_Provided records_:

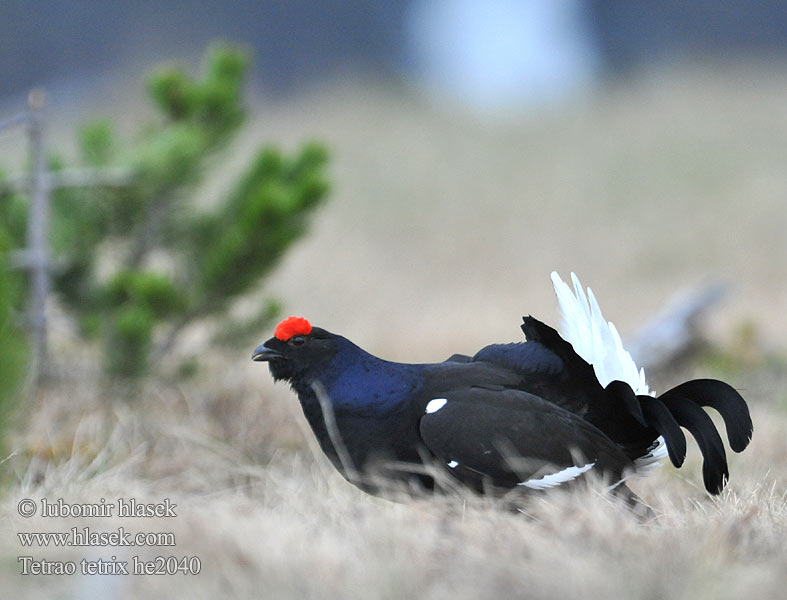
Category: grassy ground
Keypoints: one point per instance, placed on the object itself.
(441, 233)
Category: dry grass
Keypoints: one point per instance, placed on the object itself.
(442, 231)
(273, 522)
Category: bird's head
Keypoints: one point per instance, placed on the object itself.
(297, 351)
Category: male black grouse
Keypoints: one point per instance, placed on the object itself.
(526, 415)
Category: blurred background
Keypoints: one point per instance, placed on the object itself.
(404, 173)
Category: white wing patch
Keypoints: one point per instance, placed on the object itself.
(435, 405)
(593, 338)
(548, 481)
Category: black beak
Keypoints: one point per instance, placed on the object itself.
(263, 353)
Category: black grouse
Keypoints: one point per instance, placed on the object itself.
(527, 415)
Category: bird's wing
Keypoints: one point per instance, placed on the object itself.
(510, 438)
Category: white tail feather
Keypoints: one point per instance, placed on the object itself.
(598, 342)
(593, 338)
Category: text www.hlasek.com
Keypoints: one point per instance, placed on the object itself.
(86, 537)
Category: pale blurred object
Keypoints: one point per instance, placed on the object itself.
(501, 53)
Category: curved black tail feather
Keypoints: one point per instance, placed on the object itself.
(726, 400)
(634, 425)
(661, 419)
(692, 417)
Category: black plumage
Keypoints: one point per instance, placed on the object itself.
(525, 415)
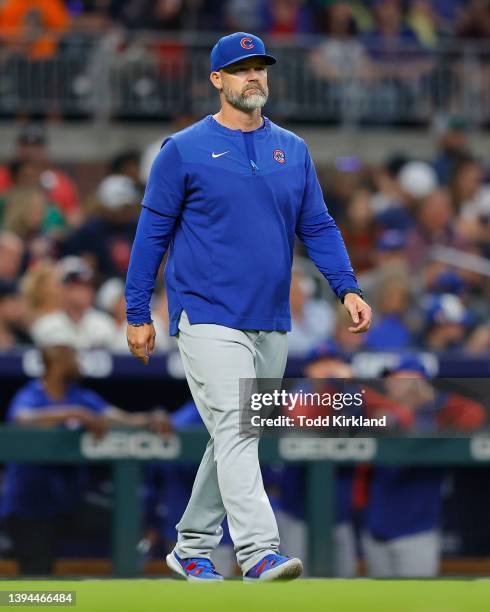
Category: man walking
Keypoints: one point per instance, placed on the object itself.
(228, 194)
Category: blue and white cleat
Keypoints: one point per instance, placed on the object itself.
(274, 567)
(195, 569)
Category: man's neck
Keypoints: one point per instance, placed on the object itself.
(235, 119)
--
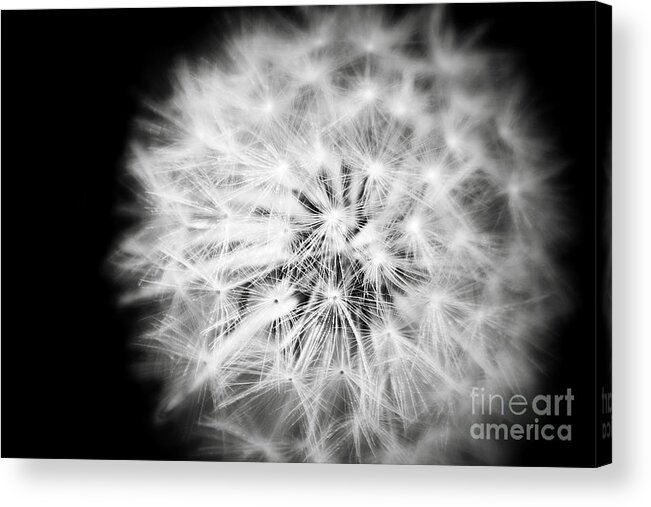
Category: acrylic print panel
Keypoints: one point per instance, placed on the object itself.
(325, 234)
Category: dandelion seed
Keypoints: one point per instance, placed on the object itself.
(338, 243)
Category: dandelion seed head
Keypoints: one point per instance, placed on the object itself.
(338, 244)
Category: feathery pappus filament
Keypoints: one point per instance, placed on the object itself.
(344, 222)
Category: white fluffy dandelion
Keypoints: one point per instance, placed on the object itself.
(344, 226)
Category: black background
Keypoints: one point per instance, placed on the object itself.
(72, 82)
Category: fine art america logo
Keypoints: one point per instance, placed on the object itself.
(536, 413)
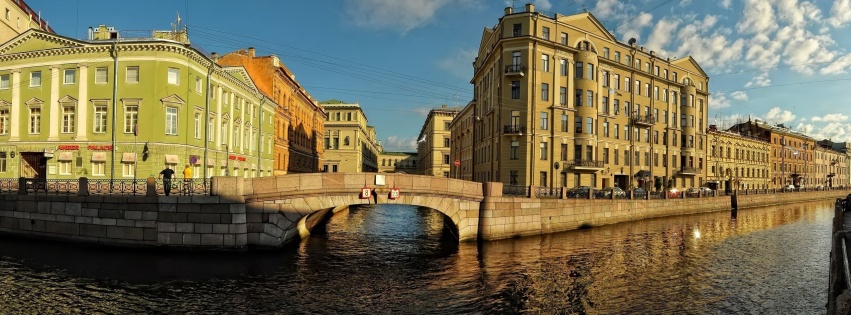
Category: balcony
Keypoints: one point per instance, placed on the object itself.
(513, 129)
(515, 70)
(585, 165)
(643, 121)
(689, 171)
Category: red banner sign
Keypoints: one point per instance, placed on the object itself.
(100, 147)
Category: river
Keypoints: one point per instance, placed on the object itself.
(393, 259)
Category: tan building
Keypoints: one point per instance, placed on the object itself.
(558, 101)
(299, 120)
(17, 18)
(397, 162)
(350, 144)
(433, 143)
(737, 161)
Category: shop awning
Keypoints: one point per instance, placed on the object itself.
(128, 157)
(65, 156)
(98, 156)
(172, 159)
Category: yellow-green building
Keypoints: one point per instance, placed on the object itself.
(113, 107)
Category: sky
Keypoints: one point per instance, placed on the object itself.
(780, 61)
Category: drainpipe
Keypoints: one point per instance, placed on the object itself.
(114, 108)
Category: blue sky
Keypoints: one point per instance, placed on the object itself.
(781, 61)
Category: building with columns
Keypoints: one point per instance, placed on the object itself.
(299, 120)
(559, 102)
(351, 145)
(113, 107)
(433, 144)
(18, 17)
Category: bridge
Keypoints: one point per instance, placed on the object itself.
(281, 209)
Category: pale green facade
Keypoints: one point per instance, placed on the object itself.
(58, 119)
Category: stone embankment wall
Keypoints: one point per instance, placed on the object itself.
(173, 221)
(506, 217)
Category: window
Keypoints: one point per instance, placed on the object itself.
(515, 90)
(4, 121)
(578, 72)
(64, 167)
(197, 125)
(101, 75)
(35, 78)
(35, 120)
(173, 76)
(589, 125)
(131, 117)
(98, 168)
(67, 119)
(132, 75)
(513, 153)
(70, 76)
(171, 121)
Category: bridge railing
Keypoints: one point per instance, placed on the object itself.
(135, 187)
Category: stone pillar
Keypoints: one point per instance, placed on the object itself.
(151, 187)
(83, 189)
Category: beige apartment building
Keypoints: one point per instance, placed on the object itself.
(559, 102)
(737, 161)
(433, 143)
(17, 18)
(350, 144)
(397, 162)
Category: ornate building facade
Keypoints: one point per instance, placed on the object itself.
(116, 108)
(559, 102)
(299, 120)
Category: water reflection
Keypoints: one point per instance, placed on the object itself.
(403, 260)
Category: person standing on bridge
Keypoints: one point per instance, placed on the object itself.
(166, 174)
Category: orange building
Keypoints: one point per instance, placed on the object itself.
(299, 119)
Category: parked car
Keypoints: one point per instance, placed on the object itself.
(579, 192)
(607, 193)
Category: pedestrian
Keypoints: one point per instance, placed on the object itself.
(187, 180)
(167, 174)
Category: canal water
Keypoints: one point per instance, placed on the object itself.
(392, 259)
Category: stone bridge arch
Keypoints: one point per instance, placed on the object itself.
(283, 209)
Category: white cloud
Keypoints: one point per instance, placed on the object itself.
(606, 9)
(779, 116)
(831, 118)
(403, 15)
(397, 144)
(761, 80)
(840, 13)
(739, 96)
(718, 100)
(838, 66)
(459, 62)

_Task objective_: How many lines of the records above contain the string "head"? Reply with the number alone.

_Output for this task_: 2